Selected passage:
/---

After 30 months of struggle, global brokerage firm Morgan Stanley believes that Indian small and mid-cap stocks are ready for outperformance on the back of a growth recovery and attractive valuations.
Small and mid-cap stocks went into a prolonged phase of underperformance after peaking in early January 2018. Between the end of 2017 and March 2020, the broader market indices were down more than 40 percent relative to the BSE Sensex.
"At the end of 2017, SMIDs were trading at 50x trailing earnings, more than twice the multiple for the narrow index (BSE Sensex). The relative PB was 0.9 times the large-cap index and well above its 25-year average of 0.6 times. Thus, the market was expecting the small and mid-cap stocks to beat the benchmark in terms of earnings growth and deliver similar ROE," noted the brokerage report.
However, that did not happen. Growth slowed down due to a variety of factors including the GST law, the real estate regulation act, the bankruptcy code,and the new inflation framework – all of which may have dragged down growth in the near term, even if they were positive for long-term growth, said Morgan Stanley. It added that demonetization in November 2016 may have been a bigger drag on medium-term growth than was believed at the time.

\---

Records:
/---

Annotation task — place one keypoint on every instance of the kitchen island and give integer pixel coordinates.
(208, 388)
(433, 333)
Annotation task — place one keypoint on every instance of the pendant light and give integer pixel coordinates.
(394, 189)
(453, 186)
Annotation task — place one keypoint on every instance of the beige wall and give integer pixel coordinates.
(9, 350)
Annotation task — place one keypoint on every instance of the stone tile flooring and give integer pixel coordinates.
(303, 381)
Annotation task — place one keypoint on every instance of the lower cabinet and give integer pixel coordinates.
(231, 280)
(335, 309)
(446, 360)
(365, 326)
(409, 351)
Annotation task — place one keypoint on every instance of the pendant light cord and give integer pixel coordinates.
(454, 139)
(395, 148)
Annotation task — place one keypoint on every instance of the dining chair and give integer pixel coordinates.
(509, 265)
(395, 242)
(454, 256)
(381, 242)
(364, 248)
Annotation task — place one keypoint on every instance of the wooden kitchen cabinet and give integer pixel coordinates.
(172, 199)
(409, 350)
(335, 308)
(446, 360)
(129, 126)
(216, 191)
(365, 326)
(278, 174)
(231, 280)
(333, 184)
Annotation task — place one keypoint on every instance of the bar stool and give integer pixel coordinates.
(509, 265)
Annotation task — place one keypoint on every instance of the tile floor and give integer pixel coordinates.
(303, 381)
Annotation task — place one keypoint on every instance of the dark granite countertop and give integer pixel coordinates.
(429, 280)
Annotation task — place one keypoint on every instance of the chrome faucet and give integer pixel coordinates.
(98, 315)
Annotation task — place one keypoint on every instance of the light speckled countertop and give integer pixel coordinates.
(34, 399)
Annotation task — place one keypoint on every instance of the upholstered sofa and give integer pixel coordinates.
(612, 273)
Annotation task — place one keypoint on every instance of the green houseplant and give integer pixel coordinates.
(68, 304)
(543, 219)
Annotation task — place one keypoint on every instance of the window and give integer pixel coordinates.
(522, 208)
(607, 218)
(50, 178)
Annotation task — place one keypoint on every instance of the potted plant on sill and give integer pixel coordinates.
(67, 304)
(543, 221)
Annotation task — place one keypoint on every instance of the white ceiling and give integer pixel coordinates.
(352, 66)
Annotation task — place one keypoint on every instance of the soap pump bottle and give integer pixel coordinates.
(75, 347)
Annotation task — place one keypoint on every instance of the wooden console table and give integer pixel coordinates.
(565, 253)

\---
/---

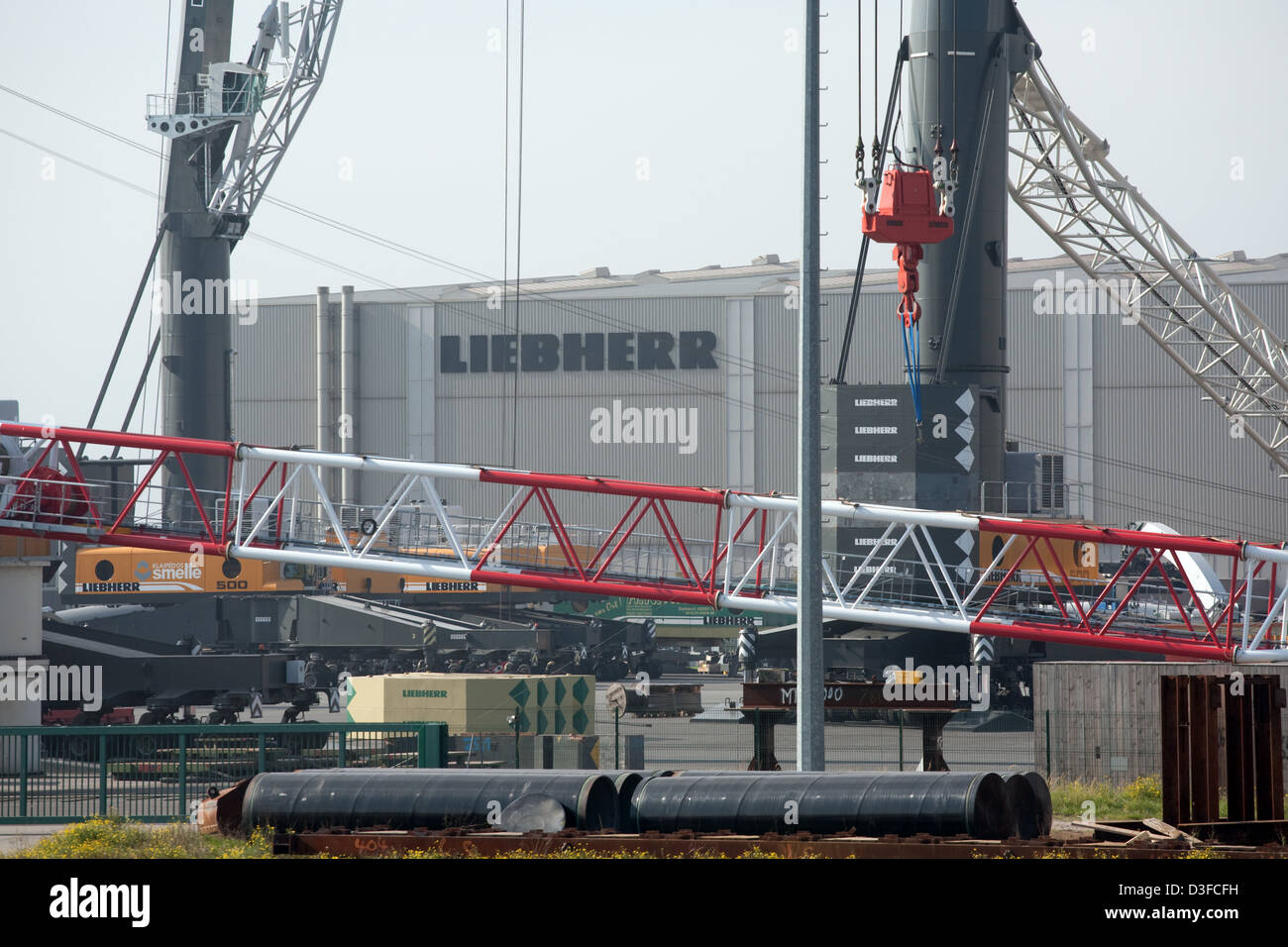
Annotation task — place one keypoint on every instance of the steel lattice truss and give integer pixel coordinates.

\---
/---

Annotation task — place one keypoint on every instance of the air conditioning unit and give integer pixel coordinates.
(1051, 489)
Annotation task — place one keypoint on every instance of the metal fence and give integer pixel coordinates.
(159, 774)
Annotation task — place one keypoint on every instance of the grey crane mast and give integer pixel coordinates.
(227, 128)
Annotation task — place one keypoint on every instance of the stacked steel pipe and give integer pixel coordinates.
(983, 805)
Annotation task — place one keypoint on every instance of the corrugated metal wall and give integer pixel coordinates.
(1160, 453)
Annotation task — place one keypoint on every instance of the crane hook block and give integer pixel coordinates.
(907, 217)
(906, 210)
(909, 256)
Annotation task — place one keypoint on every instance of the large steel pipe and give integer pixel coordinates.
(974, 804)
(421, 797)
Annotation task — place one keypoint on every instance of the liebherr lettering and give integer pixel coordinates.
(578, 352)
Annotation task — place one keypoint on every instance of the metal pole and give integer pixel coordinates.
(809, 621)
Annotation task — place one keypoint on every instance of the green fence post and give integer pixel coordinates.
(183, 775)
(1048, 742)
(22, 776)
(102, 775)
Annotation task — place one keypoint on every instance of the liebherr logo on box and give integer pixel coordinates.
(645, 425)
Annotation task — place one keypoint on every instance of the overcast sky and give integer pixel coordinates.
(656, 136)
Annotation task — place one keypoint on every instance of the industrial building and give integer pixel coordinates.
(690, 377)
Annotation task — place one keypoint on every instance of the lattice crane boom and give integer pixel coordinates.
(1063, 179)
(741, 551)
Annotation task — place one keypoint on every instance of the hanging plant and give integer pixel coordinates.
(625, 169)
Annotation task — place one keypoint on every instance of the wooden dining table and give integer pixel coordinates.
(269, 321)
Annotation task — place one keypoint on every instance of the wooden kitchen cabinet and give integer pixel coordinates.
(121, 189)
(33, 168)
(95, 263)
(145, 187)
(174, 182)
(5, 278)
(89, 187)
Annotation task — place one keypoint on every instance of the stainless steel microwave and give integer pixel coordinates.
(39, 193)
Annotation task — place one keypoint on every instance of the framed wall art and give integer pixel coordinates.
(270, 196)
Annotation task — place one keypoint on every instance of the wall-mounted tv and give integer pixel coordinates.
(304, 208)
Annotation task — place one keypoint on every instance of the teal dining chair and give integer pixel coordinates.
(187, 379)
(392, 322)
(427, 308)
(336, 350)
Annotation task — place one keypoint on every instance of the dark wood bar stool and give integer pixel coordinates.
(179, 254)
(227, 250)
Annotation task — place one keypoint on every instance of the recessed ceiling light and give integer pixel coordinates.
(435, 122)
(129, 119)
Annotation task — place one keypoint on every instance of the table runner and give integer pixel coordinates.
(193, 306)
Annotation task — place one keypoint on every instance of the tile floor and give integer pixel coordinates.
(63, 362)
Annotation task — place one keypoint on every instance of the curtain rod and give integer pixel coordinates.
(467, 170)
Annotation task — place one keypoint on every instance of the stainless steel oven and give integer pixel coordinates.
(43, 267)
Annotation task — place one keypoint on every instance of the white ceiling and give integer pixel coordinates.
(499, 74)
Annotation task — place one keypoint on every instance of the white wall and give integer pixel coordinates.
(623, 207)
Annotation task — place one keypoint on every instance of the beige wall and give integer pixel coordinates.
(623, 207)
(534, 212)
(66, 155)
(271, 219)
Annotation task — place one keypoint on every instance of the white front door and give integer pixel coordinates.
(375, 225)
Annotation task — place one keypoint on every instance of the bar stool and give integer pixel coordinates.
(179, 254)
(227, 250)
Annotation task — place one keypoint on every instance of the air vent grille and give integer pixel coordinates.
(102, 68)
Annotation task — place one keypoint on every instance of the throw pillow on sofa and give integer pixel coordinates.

\---

What the task requires:
Copy the passage on small and mid-cap stocks between "However, that did" and "at the time.", inclusive, with "near term" replaced by "short term". You can set the rows aside.

Answer:
However, that did not happen. Growth slowed down due to a variety of factors including the GST law, the real estate regulation act, the bankruptcy code,and the new inflation framework – all of which may have dragged down growth in the short term, even if they were positive for long-term growth, said Morgan Stanley. It added that demonetization in November 2016 may have been a bigger drag on medium-term growth than was believed at the time.